Work to be completed: Each record below should be written out again exactly.
------ Data shown
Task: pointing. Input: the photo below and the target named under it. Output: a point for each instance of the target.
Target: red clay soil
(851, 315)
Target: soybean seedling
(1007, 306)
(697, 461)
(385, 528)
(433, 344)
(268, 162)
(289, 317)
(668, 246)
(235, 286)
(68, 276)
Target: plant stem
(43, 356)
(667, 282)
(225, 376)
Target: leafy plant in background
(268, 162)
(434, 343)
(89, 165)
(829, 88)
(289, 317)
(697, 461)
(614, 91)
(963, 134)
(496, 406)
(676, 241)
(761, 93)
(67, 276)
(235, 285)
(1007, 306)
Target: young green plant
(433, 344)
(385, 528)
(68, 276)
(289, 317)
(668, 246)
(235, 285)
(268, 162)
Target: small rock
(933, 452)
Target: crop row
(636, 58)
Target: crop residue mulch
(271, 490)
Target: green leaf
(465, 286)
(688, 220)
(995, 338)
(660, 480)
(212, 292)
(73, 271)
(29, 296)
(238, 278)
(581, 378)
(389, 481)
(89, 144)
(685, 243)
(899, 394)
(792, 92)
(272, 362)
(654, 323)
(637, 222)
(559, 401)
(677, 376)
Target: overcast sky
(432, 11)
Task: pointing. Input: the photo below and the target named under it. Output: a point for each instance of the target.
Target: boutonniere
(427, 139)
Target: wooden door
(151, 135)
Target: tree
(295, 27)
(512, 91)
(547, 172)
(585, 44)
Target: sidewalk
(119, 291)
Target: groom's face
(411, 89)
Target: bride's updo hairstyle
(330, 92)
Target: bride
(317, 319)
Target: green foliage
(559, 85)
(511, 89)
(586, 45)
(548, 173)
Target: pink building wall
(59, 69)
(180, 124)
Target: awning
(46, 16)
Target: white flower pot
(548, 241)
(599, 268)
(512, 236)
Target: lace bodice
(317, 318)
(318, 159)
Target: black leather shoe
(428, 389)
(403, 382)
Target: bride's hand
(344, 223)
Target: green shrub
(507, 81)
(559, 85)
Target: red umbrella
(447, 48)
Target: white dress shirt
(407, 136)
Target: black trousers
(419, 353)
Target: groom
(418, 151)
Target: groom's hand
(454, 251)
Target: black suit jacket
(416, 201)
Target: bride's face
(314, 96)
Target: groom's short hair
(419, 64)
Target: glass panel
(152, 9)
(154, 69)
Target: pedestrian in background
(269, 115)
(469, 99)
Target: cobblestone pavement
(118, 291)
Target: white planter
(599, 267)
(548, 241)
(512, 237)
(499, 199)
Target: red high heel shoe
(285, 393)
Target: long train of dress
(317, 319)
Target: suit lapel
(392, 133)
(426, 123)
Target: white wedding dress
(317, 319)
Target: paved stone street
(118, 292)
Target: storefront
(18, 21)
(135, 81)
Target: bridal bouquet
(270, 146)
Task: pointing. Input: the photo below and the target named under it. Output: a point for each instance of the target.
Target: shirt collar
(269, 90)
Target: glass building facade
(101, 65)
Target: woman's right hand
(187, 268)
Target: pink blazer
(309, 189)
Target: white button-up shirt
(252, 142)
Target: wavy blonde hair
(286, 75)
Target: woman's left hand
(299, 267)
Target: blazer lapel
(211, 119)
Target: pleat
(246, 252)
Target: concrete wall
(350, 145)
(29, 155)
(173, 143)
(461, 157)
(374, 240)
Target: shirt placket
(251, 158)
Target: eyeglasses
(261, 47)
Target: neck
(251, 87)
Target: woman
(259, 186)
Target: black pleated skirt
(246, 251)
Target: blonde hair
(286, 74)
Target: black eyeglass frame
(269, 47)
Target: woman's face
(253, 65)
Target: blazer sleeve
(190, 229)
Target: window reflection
------------
Written response:
Task: pointing. Input: the photo below and the target named under it. Output: a point for each instance of the target.
Target: red clay soil
(851, 315)
Target: soybean seedling
(1007, 306)
(697, 461)
(385, 528)
(433, 344)
(268, 162)
(289, 317)
(668, 246)
(235, 286)
(68, 276)
Target: plant stem
(43, 356)
(667, 282)
(225, 376)
Target: leafy plant in background
(268, 162)
(434, 343)
(89, 165)
(829, 88)
(289, 317)
(697, 461)
(614, 91)
(963, 134)
(496, 406)
(676, 241)
(761, 93)
(67, 276)
(235, 285)
(1007, 306)
Target: young green plant
(433, 344)
(385, 528)
(68, 276)
(289, 317)
(668, 246)
(235, 285)
(268, 162)
Target: small rock
(933, 452)
Target: crop row
(636, 58)
Target: crop residue mulch
(271, 490)
Target: green leaf
(465, 286)
(688, 220)
(995, 338)
(660, 480)
(212, 292)
(73, 271)
(29, 296)
(238, 278)
(581, 378)
(389, 481)
(89, 144)
(685, 243)
(899, 394)
(792, 92)
(272, 362)
(654, 323)
(637, 222)
(559, 401)
(677, 376)
Target: overcast sky
(432, 11)
Task: pointing. Input: the photo below and the target named under it. Output: a point for each instance of the target.
Target: boutonniere
(427, 139)
Target: wooden door
(151, 135)
Target: tree
(295, 27)
(512, 91)
(547, 172)
(585, 44)
Target: sidewalk
(119, 291)
Target: groom's face
(411, 89)
Target: bride's updo hairstyle
(330, 92)
Target: bride
(317, 319)
Target: green foliage
(559, 85)
(511, 89)
(586, 45)
(548, 173)
Target: pink building wall
(59, 69)
(180, 124)
Target: awning
(46, 16)
Target: white flower pot
(548, 241)
(599, 268)
(512, 236)
Target: lace bodice
(317, 318)
(318, 159)
Target: black leather shoe
(428, 389)
(403, 382)
Target: bride's hand
(344, 223)
Target: green shrub
(507, 81)
(559, 85)
Target: red umbrella
(447, 48)
Target: white dress shirt
(407, 136)
Target: black trousers
(419, 353)
Target: groom
(418, 151)
Target: groom's hand
(454, 251)
Target: black suit jacket
(416, 201)
Target: bride's face
(314, 96)
Target: groom's short hair
(419, 64)
Target: glass panel
(152, 9)
(154, 69)
Target: pedestrian in background
(269, 115)
(469, 99)
Target: cobblestone pavement
(118, 291)
Target: white planter
(599, 267)
(548, 241)
(512, 237)
(499, 199)
Target: red high heel shoe
(285, 393)
Target: long train of dress
(317, 319)
Target: suit lapel
(392, 133)
(426, 123)
Target: white wedding dress
(317, 319)
Target: paved stone street
(118, 292)
Target: storefront
(18, 21)
(135, 81)
Target: bridal bouquet
(270, 146)
Task: pointing. Input: the photo below and the target named under it. Output: a point for each instance of the target.
Target: shirt collar
(269, 90)
Target: glass building facade
(101, 65)
Target: woman's right hand
(187, 268)
Target: pink blazer
(309, 189)
Target: white button-up shirt
(252, 142)
Target: wavy blonde hair
(286, 75)
Target: woman's left hand
(299, 267)
Target: blazer lapel
(211, 119)
Target: pleat
(246, 252)
Target: concrete wall
(350, 145)
(29, 155)
(173, 143)
(461, 157)
(374, 240)
Target: shirt placket
(251, 158)
Target: eyeglasses
(261, 47)
Target: neck
(251, 87)
Target: woman
(259, 186)
Target: black pleated skirt
(246, 251)
Target: blonde hair
(286, 74)
Target: black eyeglass frame
(269, 47)
Target: woman's face
(253, 65)
Target: blazer sleeve
(190, 229)
Target: window reflection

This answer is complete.